* Task brief
Copy the following lines word for word, keeping every character, number, and line break unchanged.

* Data supplied

>> BEGIN

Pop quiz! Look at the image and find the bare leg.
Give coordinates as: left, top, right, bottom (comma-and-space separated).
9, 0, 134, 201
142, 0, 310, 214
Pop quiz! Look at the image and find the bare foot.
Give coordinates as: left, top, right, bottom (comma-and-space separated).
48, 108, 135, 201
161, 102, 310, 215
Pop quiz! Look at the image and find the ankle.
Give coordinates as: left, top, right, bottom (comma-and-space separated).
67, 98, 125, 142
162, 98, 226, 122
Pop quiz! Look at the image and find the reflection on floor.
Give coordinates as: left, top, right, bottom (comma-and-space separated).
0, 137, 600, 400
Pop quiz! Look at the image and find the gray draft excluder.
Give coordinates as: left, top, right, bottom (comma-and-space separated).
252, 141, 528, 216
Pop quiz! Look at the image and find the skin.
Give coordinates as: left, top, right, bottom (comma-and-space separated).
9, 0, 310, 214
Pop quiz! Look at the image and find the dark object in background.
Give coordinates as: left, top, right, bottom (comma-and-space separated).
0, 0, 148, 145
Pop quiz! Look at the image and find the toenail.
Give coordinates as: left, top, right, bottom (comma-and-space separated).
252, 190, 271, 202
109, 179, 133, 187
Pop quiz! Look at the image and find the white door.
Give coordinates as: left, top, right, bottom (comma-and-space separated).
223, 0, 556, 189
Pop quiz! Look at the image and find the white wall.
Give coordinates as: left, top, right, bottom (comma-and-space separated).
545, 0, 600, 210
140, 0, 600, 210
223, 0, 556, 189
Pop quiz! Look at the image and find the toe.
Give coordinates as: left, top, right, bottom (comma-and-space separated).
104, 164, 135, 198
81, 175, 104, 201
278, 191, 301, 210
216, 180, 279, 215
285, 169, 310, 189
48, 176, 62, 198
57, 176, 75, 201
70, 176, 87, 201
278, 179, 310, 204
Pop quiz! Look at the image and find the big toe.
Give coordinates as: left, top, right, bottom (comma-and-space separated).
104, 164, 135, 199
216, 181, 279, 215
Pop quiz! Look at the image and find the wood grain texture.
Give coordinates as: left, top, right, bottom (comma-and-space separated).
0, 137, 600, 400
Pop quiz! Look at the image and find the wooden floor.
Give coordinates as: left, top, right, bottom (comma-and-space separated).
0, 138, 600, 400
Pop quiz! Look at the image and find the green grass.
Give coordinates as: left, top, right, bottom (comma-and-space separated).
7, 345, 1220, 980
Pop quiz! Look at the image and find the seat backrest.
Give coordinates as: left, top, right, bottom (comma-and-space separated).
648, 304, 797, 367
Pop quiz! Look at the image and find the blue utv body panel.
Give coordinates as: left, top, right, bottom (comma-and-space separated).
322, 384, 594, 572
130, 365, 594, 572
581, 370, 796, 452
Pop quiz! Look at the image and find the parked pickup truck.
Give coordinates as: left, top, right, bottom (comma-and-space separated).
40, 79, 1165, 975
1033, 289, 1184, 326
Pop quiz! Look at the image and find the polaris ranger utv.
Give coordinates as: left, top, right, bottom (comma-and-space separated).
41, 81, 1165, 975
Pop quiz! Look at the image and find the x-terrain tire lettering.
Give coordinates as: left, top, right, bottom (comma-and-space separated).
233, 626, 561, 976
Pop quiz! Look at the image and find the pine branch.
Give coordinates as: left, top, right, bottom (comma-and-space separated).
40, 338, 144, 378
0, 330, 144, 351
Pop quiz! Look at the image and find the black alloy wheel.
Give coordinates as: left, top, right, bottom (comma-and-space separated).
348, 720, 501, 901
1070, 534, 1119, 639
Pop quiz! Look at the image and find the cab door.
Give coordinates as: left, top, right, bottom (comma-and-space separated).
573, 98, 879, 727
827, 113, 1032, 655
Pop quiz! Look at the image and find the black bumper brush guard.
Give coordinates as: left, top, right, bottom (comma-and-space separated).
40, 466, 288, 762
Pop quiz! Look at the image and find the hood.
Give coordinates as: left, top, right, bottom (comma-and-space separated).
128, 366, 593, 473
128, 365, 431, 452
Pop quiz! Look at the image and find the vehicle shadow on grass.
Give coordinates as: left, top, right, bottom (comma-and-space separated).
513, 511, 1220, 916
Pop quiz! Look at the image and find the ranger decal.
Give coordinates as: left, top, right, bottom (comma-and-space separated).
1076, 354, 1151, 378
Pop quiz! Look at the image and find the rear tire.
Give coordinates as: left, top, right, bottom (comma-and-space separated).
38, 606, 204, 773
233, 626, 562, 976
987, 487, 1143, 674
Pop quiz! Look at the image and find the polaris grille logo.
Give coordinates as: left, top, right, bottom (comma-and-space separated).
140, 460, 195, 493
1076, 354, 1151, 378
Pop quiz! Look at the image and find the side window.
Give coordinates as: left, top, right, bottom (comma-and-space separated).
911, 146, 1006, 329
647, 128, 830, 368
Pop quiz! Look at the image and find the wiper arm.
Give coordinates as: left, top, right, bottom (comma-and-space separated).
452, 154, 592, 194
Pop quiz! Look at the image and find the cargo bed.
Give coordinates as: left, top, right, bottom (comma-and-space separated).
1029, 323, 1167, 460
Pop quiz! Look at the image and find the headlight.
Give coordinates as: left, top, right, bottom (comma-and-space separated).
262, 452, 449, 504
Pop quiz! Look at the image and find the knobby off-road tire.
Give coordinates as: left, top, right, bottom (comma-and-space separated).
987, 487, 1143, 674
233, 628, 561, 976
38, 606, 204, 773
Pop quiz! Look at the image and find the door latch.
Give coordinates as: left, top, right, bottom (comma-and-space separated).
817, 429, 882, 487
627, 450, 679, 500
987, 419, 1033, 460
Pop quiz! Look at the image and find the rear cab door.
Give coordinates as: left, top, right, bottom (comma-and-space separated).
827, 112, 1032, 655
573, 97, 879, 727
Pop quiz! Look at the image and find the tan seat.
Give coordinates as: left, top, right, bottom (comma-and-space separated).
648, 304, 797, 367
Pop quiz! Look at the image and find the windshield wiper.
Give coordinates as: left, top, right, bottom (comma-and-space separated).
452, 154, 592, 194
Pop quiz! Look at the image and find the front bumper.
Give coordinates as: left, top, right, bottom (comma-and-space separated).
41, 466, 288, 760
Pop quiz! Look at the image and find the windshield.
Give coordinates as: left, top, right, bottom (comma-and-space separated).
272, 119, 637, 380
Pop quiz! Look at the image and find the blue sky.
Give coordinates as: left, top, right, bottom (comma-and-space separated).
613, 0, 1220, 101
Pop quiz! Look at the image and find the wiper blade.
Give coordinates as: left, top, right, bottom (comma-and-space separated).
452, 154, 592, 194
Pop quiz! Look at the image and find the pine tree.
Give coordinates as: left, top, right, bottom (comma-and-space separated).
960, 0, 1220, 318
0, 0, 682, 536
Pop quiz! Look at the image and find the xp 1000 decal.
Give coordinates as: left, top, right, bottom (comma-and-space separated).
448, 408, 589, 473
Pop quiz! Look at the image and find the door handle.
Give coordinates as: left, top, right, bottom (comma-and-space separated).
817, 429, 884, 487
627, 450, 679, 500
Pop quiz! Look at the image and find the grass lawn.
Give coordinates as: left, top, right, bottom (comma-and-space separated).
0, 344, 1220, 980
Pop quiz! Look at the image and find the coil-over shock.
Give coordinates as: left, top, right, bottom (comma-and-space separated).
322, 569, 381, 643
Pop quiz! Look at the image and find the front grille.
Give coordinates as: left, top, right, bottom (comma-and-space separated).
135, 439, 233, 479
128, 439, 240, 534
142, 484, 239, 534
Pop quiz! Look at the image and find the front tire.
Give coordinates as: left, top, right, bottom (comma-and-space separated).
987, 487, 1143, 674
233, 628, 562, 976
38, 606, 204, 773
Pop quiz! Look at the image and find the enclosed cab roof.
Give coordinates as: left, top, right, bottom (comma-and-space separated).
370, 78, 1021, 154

>> END

* Solved problem
Pop quiz! Look at the image and find the bare leg.
Give coordinates as: left, top, right, bottom (comma-and-space separated).
9, 0, 134, 201
142, 0, 310, 214
Pop quiz! Look at the image and find the bare foot.
Give coordinates as: left, top, right, bottom (comma-and-space separated).
48, 108, 135, 201
161, 102, 310, 215
Pop quiz! Look at the image and find the ankle.
Give coordinates as: left, top, right, bottom (comma-and-space separated).
67, 98, 125, 142
162, 98, 226, 122
Pop quiz! Look at the image and find the reflection on floor.
Give coordinates as: left, top, right, bottom (comma-and-space separated).
0, 137, 600, 400
Pop quiz! Look at the image and find the gray draft excluder.
Give coordinates as: left, top, right, bottom (comma-and-space separated).
252, 141, 528, 216
Pop quiz! Look at the image and find the skin.
Give coordinates as: left, top, right, bottom (comma-and-space separated).
9, 0, 310, 214
Pop quiz! Look at the image and find the dark object in background.
Give coordinates as: left, top, right, bottom (comma-and-space separated).
0, 0, 148, 145
Pop quiz! Look at the image and find the toenail.
Give coordinates as: left, top, right, bottom (comma-and-space separated).
252, 190, 271, 202
109, 179, 133, 187
Pop quiz! Look at the image and find the white door.
Give coordinates as: left, top, right, bottom (comma-and-space separated).
223, 0, 556, 189
Pop quiz! Look at the image and find the white wall.
Give coordinates as: left, top, right, bottom (comma-and-space separated).
545, 0, 600, 210
140, 0, 600, 210
223, 0, 556, 189
Pop quiz! Look at the image and find the toe.
Give coordinates as: left, top, right, bottom (comma-and-space separated).
104, 164, 135, 198
81, 175, 104, 201
278, 191, 301, 210
216, 180, 279, 215
285, 169, 310, 189
48, 176, 62, 198
57, 176, 75, 201
70, 176, 87, 201
278, 179, 310, 204
Pop quiz! Look at the image and find the big toe.
Give coordinates as: left, top, right, bottom (comma-and-space separated).
104, 164, 135, 199
216, 181, 279, 215
Pop quiz! Look at the image and find the wood grain texture.
Give coordinates as: left, top, right, bottom (comma-and-space separated).
0, 137, 600, 400
Pop quiz! Look at the image and find the wooden floor.
Give coordinates as: left, top, right, bottom (comma-and-space separated).
0, 138, 600, 400
Pop quiz! Look at the image and find the green grass.
Give coordinates as: left, top, right, bottom (comma-and-space separated).
7, 345, 1220, 980
Pop quiz! Look at the image and find the seat backrest.
Give coordinates as: left, top, right, bottom (comma-and-space separated).
648, 304, 797, 367
Pop quiz! Look at the image and find the blue utv body panel.
Give coordinates as: left, top, right, bottom (comma-and-space separated).
322, 384, 594, 572
130, 365, 594, 572
581, 370, 796, 452
Pop quiz! Look at the image and find the parked pickup truck.
Give coordinates as: left, top, right, bottom (comma-and-space separated).
40, 79, 1165, 975
1033, 289, 1184, 326
Pop quiz! Look at the image and find the polaris ranger utv.
Give coordinates as: left, top, right, bottom (comma-and-space separated).
41, 81, 1165, 975
Pop quiz! Look at the image and find the x-terrain tire lettering.
Give coordinates as: left, top, right, bottom (comma-and-space separated).
233, 626, 561, 976
Pop quiz! Look at the image and find the pine branch.
Give coordinates as: left, top, right, bottom (comma-and-space separated).
40, 338, 144, 378
0, 330, 144, 351
Pop quiz! Look at the image and find the black alloy wheel.
Give coordinates as: left, top, right, bottom (comma-and-space separated).
348, 720, 501, 901
1070, 534, 1119, 639
Pop quiz! Look at the image and find the cab door.
Give coordinates as: left, top, right, bottom (comma-and-space separated).
573, 98, 879, 727
827, 113, 1032, 655
Pop quiz! Look at the image and find the black bumper brush guard.
Give coordinates as: left, top, right, bottom (comma-and-space separated).
40, 466, 288, 762
Pop quiz! Look at the image and find the hood.
Give coordinates as: left, top, right, bottom (comma-and-space separated).
128, 366, 593, 473
128, 365, 431, 452
Pop quiz! Look at the image and find the vehicle shadow on grass.
Give coordinates as: left, top, right, bottom (comma-and-space separated).
513, 511, 1220, 916
Pop quiz! Look at the image and find the ranger decal.
Give coordinates as: left, top, right, bottom (comma-and-space separated).
1076, 354, 1151, 378
Pop quiz! Look at the image and find the rear tire.
Give coordinates as: left, top, right, bottom (comma-and-space separated).
38, 606, 204, 773
233, 626, 562, 976
987, 487, 1143, 674
Pop quiz! Look at the image and find the polaris grille logo.
Give coordinates as: left, top, right, bottom (comma-and-space separated).
140, 460, 195, 493
1076, 354, 1151, 378
Pop quiz! Look at the image and find the side window.
Give coordinates as: left, top, right, bottom (comma-and-space separated).
911, 146, 1006, 329
647, 128, 830, 368
Pop quiz! Look at the image and find the wiper arm.
Give coordinates as: left, top, right, bottom (comma-and-space separated).
452, 154, 592, 194
Pop quiz! Look at the image and find the cargo bed.
Give coordinates as: left, top, right, bottom (comma-and-space separated).
1029, 323, 1167, 460
Pop quiz! Look at the image and find the headlight.
Give coordinates as: left, top, right, bottom (comma-and-space separated).
262, 452, 449, 504
Pop quiz! Look at the image and find the knobby off-road tire.
Give coordinates as: left, top, right, bottom (comma-and-space separated).
987, 487, 1143, 674
233, 628, 561, 976
38, 606, 204, 773
Pop quiz! Look at the image and find the door latch.
Give coordinates as: left, top, right, bottom (comma-and-space separated).
817, 429, 882, 487
627, 450, 679, 500
987, 419, 1033, 460
Pop quiz! Look at the image and find the rear cab door.
Give coordinates as: left, top, right, bottom (comma-and-space separated).
827, 112, 1032, 655
573, 97, 879, 727
Pop quiz! Look at the image and find the tan seat.
Give coordinates as: left, top, right, bottom (comma-and-space separated).
648, 304, 797, 367
Pop quiz! Look at the image and find the windshield wiper.
Give coordinates as: left, top, right, bottom (comma-and-space separated).
452, 154, 592, 194
Pop quiz! Look at the image and find the front bumper.
Give coordinates as: left, top, right, bottom (comma-and-space separated).
41, 466, 288, 760
Pop quiz! Look at the image and find the windshield.
Give coordinates as: left, top, right, bottom (comma-and-space separated).
272, 119, 637, 380
Pop quiz! Look at the image and find the blue sky.
Give coordinates as: left, top, right, bottom (comma-and-space separated).
613, 0, 1220, 101
Pop quiz! Look at the image and find the wiper blade.
Give coordinates as: left, top, right, bottom (comma-and-space separated).
452, 154, 592, 194
Pop quiz! Look at the image and find the pine tree.
Give coordinates as: left, top, right, bottom (comma-and-space separated).
960, 0, 1220, 318
0, 0, 682, 536
Pop quiz! Look at the image and find the xp 1000 decal.
Give coordinates as: left, top, right, bottom (comma-and-space separated).
448, 408, 589, 473
Pop quiz! Look at the image and find the door handle.
Give coordinates as: left, top, right, bottom (comma-and-space separated).
817, 429, 884, 487
627, 450, 679, 500
Pop quiz! Look at the image and find the grass lawn.
Give coordinates as: left, top, right, bottom (comma-and-space separated).
0, 344, 1220, 980
Pop quiz! Look at the image and find the coil-over shock.
Give coordinates as: left, top, right, bottom (comma-and-space separated).
322, 569, 381, 643
Pop quiz! Look at the image and find the front grille.
Give coordinates as: left, top, right, bottom (comma-and-space separated).
135, 439, 233, 479
128, 439, 240, 534
142, 484, 239, 534
Pop quiz! Look at the image and find the front tire.
Give coordinates as: left, top, right, bottom (comma-and-space separated).
987, 487, 1143, 674
233, 628, 562, 976
38, 606, 204, 773
Pop quiz! Look at the image and find the enclosed cab roof.
Give coordinates as: left, top, right, bottom (comma-and-space separated).
370, 78, 1021, 154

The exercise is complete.